— BEGIN DATASET EXTRACT —

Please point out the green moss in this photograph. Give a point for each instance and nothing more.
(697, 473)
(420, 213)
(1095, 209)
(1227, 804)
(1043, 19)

— END DATASET EXTRACT —

* [TASK INSTRUCTIONS] Rewrite the material with "green moss" changed to "lichen" and everything else left as it is.

* [RESULT]
Please point out the lichen in this photograph. Give a point for each instance and nothing more.
(697, 473)
(420, 213)
(1095, 209)
(1227, 804)
(1043, 19)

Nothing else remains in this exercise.